--- DIRECTIVES ---
a: In the passage on the Soviet economy, take the part that opens with the words containing "New statistics on" and closes with "to shut down.", and write it out again with "official numbers" swapped for "government figures".
b: Translate this sentence from the passage on the Soviet economy into Spanish: "For the first five months of this year an average of 130,000 workers a day boycotted their jobs."

--- TEXT SHOWN ---

+---+

New statistics on Soviet economic performance for the first half of 1990 describe a country that is steadily slipping toward this terminal condition.
There is no good news in the official numbers, only bad news and worse. Productivity, gross national product and national income have all declined. Inflation, government debt and the trade deficit are all substantially up. Unemployment is approaching 5% of the labor force and bodes to expand as the military shrinks in size and as the long-promised shift to a market economy forces more and more inefficient state enterprises to shut down.
Consumer products of all kinds, from cigarettes to sausages, are in short or nonexistent supply. Gorbachev’s advisers now publicly warn that the situation could soon have “socially dangerous” results, i.e., protests, more strikes--even riots. For the first five months of this year an average of 130,000 workers a day boycotted their jobs. Time, says a leading economist, is “catastrophically short.”
One potentially bright spot can be discerned in a government estimate that the 1990 grain harvest could exceed the record set in 1978, important news for a country where food shortages have become not just occasional but chronic. But that bright spot could soon fade: Farmers, no longer interested in amassing more rubles when there is nothing to buy with them, are bartering crops for tools and machinery instead of marketing them in normal distribution channels. As of a week ago, collective farms had sold only 18% of the total harvest to the state. Meanwhile, Boris Yeltsin, president of the Russian Republic, calls for volunteers to help bring in the harvest before it rots in the fields.

+---+

--- RECORD SET ---
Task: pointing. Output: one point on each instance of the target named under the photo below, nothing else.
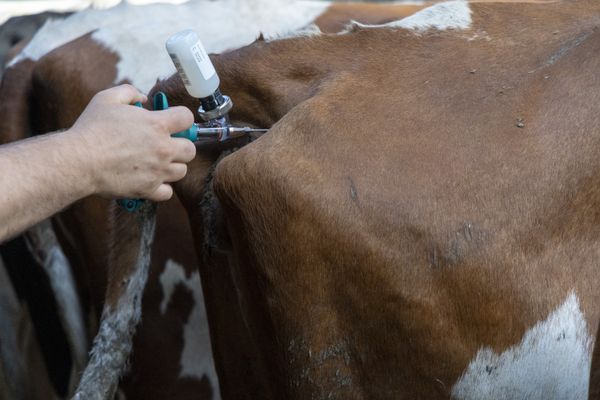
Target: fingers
(175, 119)
(176, 172)
(123, 94)
(163, 193)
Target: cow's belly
(380, 286)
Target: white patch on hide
(441, 16)
(551, 362)
(196, 356)
(138, 33)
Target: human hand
(127, 150)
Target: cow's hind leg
(128, 271)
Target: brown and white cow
(61, 84)
(421, 219)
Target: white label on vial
(202, 60)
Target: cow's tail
(15, 116)
(133, 235)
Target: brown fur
(62, 83)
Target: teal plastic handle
(159, 103)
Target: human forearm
(39, 177)
(113, 149)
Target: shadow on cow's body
(52, 92)
(420, 221)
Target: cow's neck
(267, 79)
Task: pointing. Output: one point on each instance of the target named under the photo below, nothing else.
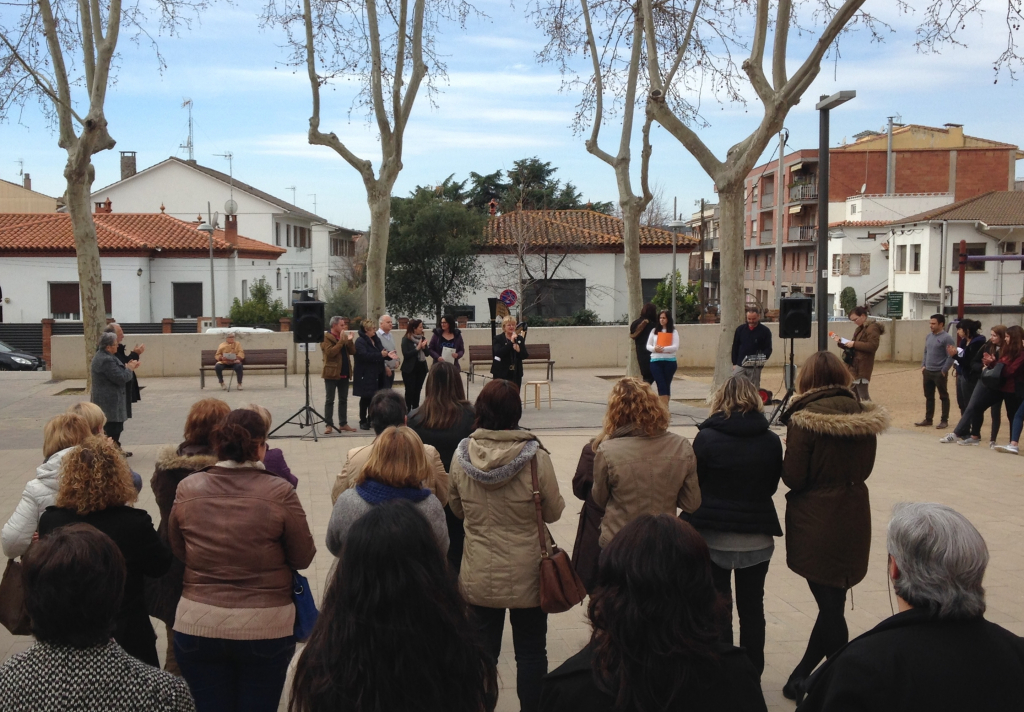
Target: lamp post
(208, 228)
(675, 224)
(824, 106)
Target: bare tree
(60, 53)
(712, 25)
(387, 51)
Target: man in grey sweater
(934, 369)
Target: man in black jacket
(751, 339)
(938, 653)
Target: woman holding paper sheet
(446, 343)
(663, 344)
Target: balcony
(804, 192)
(712, 275)
(804, 234)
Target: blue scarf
(374, 493)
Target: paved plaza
(986, 487)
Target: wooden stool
(537, 391)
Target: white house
(188, 191)
(154, 266)
(925, 264)
(858, 244)
(561, 261)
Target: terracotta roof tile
(119, 233)
(997, 208)
(586, 229)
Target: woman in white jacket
(60, 434)
(663, 354)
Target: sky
(496, 106)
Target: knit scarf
(499, 474)
(373, 492)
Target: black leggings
(829, 632)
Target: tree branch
(782, 19)
(591, 143)
(315, 136)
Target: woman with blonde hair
(96, 489)
(739, 462)
(60, 434)
(639, 466)
(832, 438)
(396, 469)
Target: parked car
(12, 360)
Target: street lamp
(825, 105)
(675, 224)
(208, 228)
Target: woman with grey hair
(110, 377)
(938, 653)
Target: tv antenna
(188, 145)
(230, 207)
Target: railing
(804, 192)
(804, 234)
(711, 275)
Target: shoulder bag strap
(537, 503)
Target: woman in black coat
(640, 332)
(509, 350)
(739, 464)
(96, 489)
(369, 368)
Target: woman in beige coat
(639, 466)
(493, 492)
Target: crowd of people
(439, 529)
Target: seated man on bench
(229, 355)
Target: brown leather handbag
(560, 586)
(13, 615)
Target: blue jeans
(663, 371)
(233, 675)
(529, 638)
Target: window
(973, 249)
(900, 263)
(555, 297)
(187, 299)
(65, 300)
(915, 258)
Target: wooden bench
(256, 360)
(484, 354)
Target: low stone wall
(571, 347)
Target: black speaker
(307, 322)
(795, 318)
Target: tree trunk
(631, 262)
(80, 173)
(379, 199)
(732, 290)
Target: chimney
(127, 164)
(231, 228)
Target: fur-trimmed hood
(169, 459)
(835, 411)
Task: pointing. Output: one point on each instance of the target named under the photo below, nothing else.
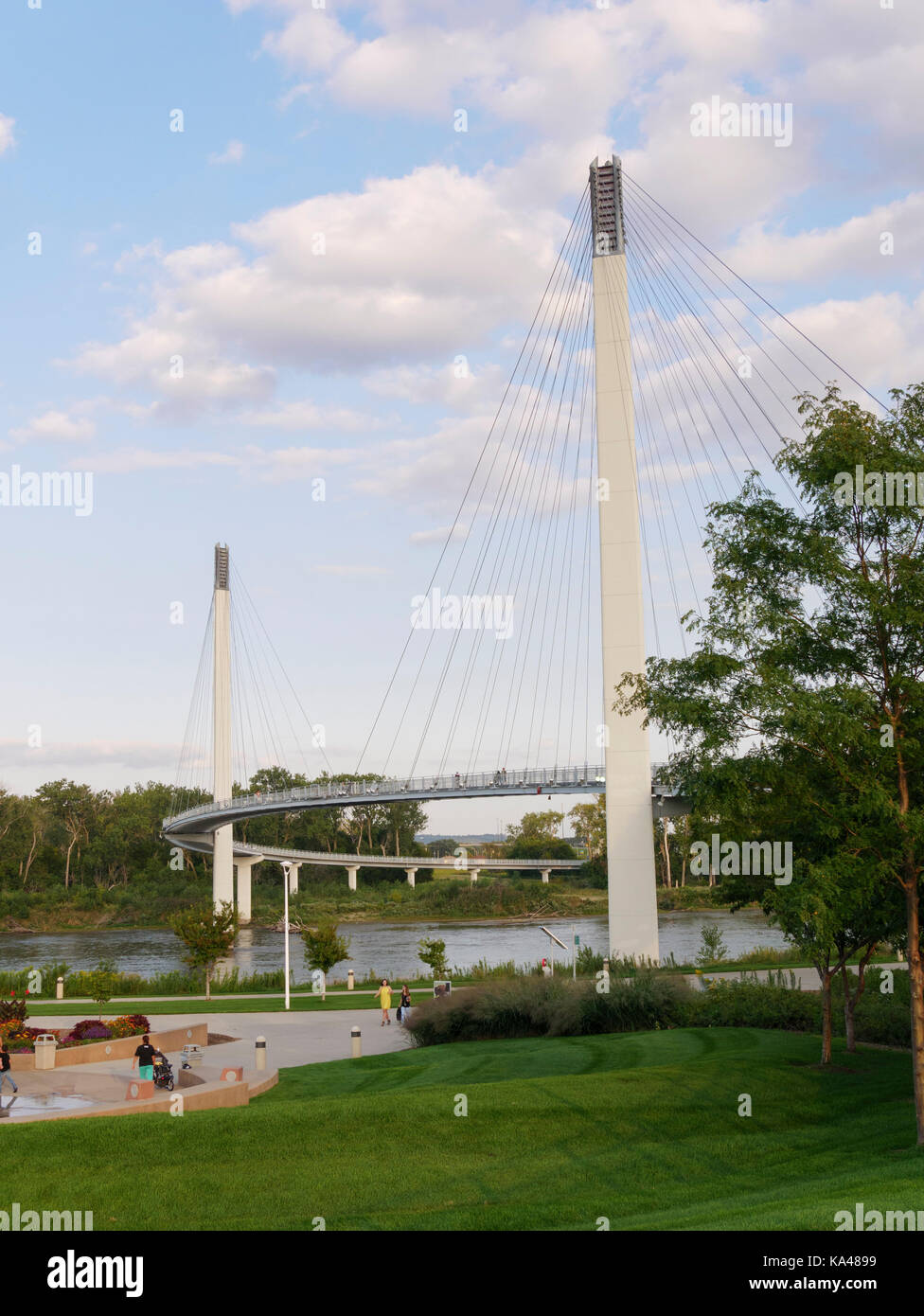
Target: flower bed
(20, 1038)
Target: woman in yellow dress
(384, 992)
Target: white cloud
(122, 753)
(853, 248)
(7, 137)
(307, 415)
(54, 427)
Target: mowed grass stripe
(641, 1128)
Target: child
(6, 1076)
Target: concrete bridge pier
(243, 870)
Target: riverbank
(447, 901)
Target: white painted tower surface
(222, 854)
(631, 880)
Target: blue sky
(341, 120)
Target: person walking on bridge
(384, 994)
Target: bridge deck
(555, 780)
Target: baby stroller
(164, 1074)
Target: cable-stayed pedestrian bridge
(653, 395)
(553, 780)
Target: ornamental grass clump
(548, 1007)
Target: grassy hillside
(638, 1128)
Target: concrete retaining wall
(116, 1049)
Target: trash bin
(46, 1048)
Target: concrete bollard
(44, 1048)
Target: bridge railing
(428, 786)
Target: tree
(590, 826)
(73, 807)
(324, 949)
(101, 984)
(536, 837)
(434, 953)
(536, 827)
(813, 643)
(208, 935)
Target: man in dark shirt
(6, 1076)
(144, 1058)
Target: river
(386, 948)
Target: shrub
(13, 1009)
(747, 1003)
(128, 1025)
(86, 1028)
(549, 1007)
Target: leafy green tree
(71, 807)
(208, 935)
(101, 984)
(324, 949)
(434, 953)
(590, 826)
(536, 837)
(813, 641)
(712, 948)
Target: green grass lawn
(641, 1128)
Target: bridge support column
(243, 904)
(632, 900)
(222, 853)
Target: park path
(296, 1039)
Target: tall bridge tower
(631, 880)
(222, 856)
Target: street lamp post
(286, 869)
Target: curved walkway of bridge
(468, 864)
(552, 780)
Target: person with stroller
(144, 1058)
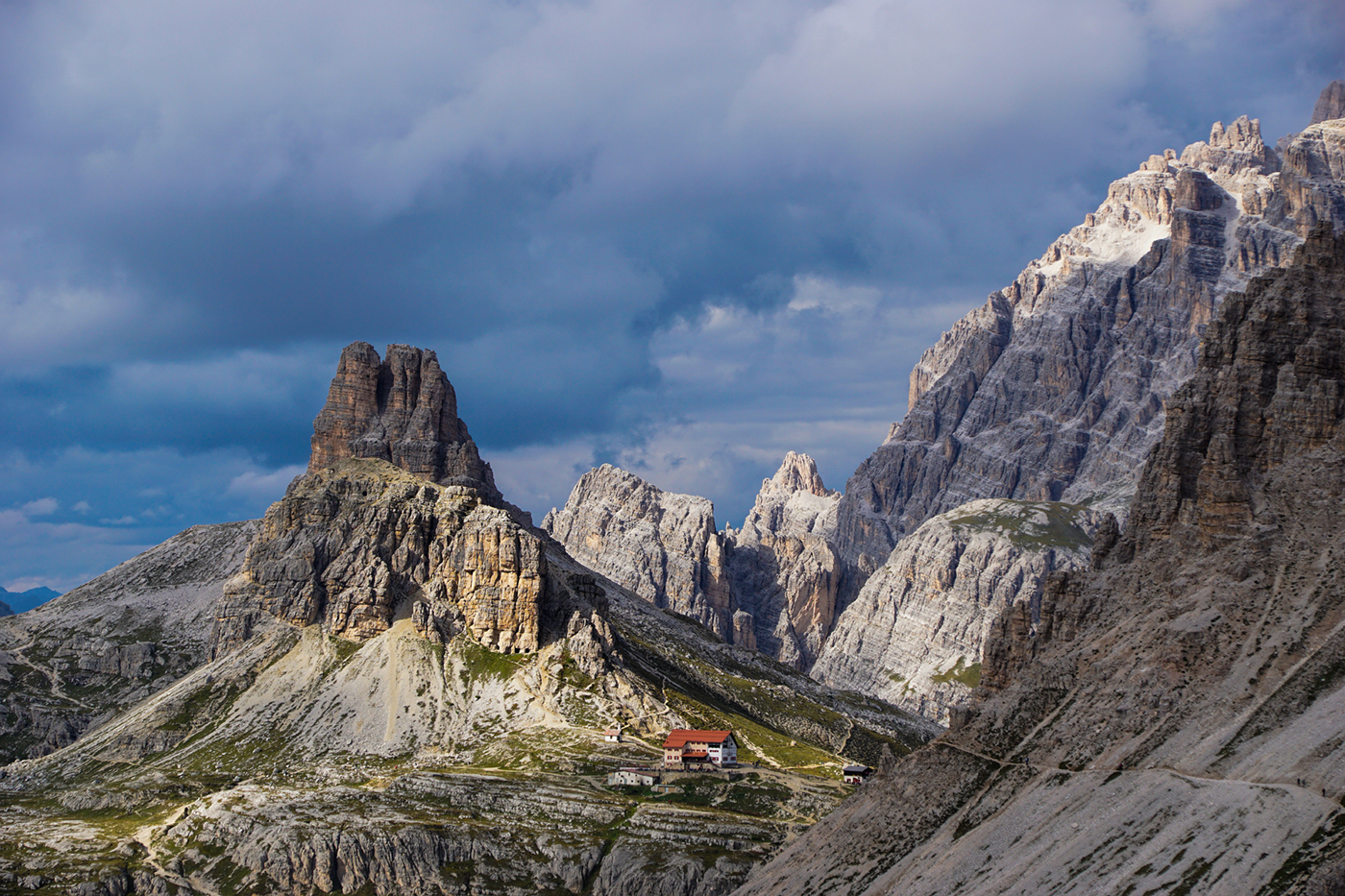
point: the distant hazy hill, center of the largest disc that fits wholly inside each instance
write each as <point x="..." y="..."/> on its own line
<point x="17" y="601"/>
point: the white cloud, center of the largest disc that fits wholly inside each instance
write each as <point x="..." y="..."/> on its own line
<point x="40" y="507"/>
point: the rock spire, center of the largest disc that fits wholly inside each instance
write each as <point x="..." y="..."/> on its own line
<point x="400" y="409"/>
<point x="1331" y="104"/>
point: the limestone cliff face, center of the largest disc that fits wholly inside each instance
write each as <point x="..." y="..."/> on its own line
<point x="1331" y="104"/>
<point x="782" y="564"/>
<point x="1055" y="389"/>
<point x="917" y="633"/>
<point x="353" y="545"/>
<point x="400" y="409"/>
<point x="661" y="545"/>
<point x="397" y="517"/>
<point x="770" y="586"/>
<point x="1183" y="704"/>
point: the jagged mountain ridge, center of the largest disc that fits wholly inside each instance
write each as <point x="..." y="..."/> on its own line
<point x="406" y="658"/>
<point x="1051" y="392"/>
<point x="1173" y="721"/>
<point x="1055" y="389"/>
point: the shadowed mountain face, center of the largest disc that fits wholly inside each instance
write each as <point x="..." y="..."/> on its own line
<point x="393" y="684"/>
<point x="1181" y="705"/>
<point x="400" y="409"/>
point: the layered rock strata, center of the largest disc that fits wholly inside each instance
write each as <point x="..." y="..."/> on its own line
<point x="400" y="409"/>
<point x="783" y="567"/>
<point x="917" y="634"/>
<point x="661" y="545"/>
<point x="353" y="545"/>
<point x="1174" y="721"/>
<point x="1055" y="389"/>
<point x="1331" y="104"/>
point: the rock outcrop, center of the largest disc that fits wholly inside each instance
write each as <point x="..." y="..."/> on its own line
<point x="661" y="545"/>
<point x="1174" y="721"/>
<point x="1055" y="389"/>
<point x="782" y="566"/>
<point x="1331" y="104"/>
<point x="397" y="514"/>
<point x="353" y="545"/>
<point x="400" y="409"/>
<point x="917" y="634"/>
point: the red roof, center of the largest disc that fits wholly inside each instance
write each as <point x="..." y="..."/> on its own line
<point x="683" y="736"/>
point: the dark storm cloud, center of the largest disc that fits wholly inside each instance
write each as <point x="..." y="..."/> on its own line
<point x="682" y="237"/>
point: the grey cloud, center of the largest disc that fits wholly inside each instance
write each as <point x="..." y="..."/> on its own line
<point x="199" y="204"/>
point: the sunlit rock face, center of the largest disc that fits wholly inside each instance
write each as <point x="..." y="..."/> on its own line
<point x="658" y="544"/>
<point x="350" y="545"/>
<point x="917" y="634"/>
<point x="1173" y="718"/>
<point x="397" y="517"/>
<point x="1055" y="389"/>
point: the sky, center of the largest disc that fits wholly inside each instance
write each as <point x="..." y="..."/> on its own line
<point x="682" y="238"/>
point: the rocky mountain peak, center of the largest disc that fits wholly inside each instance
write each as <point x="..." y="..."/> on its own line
<point x="796" y="472"/>
<point x="1331" y="104"/>
<point x="400" y="409"/>
<point x="661" y="545"/>
<point x="1239" y="147"/>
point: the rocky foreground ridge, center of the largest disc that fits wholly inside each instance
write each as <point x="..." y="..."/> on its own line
<point x="1173" y="721"/>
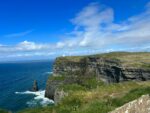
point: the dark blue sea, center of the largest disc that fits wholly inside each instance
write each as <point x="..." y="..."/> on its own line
<point x="16" y="81"/>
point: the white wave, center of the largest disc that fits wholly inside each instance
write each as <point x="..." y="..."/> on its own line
<point x="48" y="72"/>
<point x="38" y="99"/>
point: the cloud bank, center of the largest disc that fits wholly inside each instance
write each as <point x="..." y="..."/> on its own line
<point x="95" y="31"/>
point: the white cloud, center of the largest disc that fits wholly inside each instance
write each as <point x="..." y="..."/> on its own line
<point x="95" y="28"/>
<point x="20" y="34"/>
<point x="95" y="31"/>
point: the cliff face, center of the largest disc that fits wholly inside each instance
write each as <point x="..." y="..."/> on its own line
<point x="114" y="68"/>
<point x="141" y="105"/>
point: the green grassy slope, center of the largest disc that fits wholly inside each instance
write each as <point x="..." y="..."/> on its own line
<point x="100" y="99"/>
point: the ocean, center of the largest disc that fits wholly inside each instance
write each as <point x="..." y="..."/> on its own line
<point x="16" y="81"/>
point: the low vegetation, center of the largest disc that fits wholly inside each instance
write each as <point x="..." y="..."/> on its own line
<point x="95" y="98"/>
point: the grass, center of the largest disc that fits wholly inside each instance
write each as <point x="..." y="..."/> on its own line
<point x="100" y="99"/>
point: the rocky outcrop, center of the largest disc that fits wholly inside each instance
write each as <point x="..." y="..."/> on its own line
<point x="141" y="105"/>
<point x="76" y="70"/>
<point x="35" y="86"/>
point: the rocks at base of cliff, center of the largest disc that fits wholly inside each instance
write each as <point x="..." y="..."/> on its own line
<point x="51" y="86"/>
<point x="105" y="69"/>
<point x="35" y="86"/>
<point x="59" y="95"/>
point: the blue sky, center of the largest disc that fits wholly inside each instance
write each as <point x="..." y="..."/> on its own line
<point x="41" y="29"/>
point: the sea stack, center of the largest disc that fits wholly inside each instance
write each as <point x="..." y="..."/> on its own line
<point x="35" y="86"/>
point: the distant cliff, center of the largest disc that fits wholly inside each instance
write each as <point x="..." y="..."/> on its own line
<point x="109" y="67"/>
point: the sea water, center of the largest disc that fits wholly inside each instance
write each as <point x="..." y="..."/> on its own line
<point x="16" y="81"/>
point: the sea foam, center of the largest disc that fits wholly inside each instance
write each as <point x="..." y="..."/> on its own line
<point x="39" y="98"/>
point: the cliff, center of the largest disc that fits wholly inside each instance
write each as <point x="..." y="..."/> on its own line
<point x="109" y="67"/>
<point x="140" y="105"/>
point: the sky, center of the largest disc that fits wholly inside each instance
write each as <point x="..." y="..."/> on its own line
<point x="45" y="29"/>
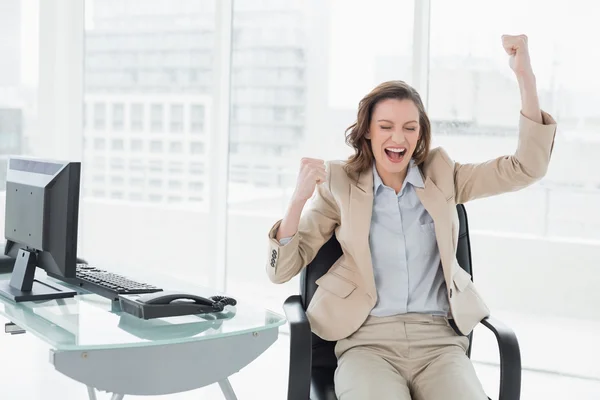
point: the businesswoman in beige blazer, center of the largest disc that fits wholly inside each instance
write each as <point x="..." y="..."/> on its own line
<point x="390" y="298"/>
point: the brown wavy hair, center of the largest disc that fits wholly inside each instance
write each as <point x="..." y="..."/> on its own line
<point x="363" y="157"/>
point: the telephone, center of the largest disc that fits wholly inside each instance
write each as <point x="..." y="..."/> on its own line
<point x="170" y="304"/>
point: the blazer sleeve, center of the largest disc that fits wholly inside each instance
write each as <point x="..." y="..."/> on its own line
<point x="508" y="173"/>
<point x="317" y="224"/>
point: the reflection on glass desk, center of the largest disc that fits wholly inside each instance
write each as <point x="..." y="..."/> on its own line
<point x="87" y="333"/>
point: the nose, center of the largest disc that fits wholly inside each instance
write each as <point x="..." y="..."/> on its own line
<point x="398" y="136"/>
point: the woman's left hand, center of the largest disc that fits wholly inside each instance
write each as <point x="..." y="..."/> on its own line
<point x="518" y="50"/>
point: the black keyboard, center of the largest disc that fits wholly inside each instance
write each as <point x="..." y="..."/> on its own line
<point x="109" y="284"/>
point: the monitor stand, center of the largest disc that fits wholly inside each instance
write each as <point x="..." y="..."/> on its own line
<point x="24" y="287"/>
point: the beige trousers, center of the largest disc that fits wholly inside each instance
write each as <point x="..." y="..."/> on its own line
<point x="406" y="357"/>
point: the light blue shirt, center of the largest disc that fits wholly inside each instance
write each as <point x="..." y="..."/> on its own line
<point x="404" y="252"/>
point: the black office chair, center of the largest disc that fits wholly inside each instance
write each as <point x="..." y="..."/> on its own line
<point x="312" y="359"/>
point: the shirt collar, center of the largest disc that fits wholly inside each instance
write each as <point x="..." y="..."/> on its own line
<point x="413" y="176"/>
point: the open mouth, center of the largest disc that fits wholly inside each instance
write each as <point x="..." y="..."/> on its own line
<point x="395" y="154"/>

+---+

--- WRITTEN ANSWERS ---
a:
New statistics on Soviet economic performance for the first half of 1990 describe a country that is steadily slipping toward this terminal condition.
There is no good news in the government figures, only bad news and worse. Productivity, gross national product and national income have all declined. Inflation, government debt and the trade deficit are all substantially up. Unemployment is approaching 5% of the labor force and bodes to expand as the military shrinks in size and as the long-promised shift to a market economy forces more and more inefficient state enterprises to shut down.

b: Durante los primeros cinco meses de este año, un promedio de 130.000 trabajadores al día boicotearon sus empleos.